*** Opening EXTRACTED TEXT ***

There are so many things I loved about attending the Christian Science Sunday School: the pure and holy atmosphere, the opportunity to delve into the Bible and the writings of Mary Baker Eddy, and the spiritual lessons I learned. Sunday School was a place where I was encouraged to take these spiritual lessons and apply them to my life.
One such lesson came when I was in middle school. On one particular Sunday, I had a substitute teacher. When I arrived at Sunday School and saw the substitute teacher, I was crushed. I adored my regular Sunday School teacher, who was young, kind, and a good friend of my mother’s. I thought my regular teacher was really cool. The substitute, however, was much older, and, besides, she just wasn’t my regular teacher.
During Sunday School that day, this substitute teacher shared a healing she had had of a long-standing habit of smoking cigarettes. I was surprised because I couldn’t imagine someone like her ever smoking cigarettes. She shared how she was healed with spiritual truths she had learned and applied from the Bible and from Science and Health with Key to the Scriptures by Mary Baker Eddy. That left a deep impression on me. I still adored my regular Sunday School teacher, but now I liked my substitute teacher too.

*** Closing EXTRACTED TEXT ***
*** Opening INFORMATION GIVEN ***

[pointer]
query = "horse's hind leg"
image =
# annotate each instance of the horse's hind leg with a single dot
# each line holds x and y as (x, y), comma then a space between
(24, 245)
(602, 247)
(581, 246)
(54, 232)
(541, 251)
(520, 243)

*** Closing INFORMATION GIVEN ***

_PROBLEM DETAILS_
From the Sunday School account above, list every thing the writer says they loved about attending the Christian Science Sunday School.

_SOLUTION TO THE EXERCISE_
- The pure and holy atmosphere
- The opportunity to delve into the Bible and the writings of Mary Baker Eddy
- The spiritual lessons the writer learned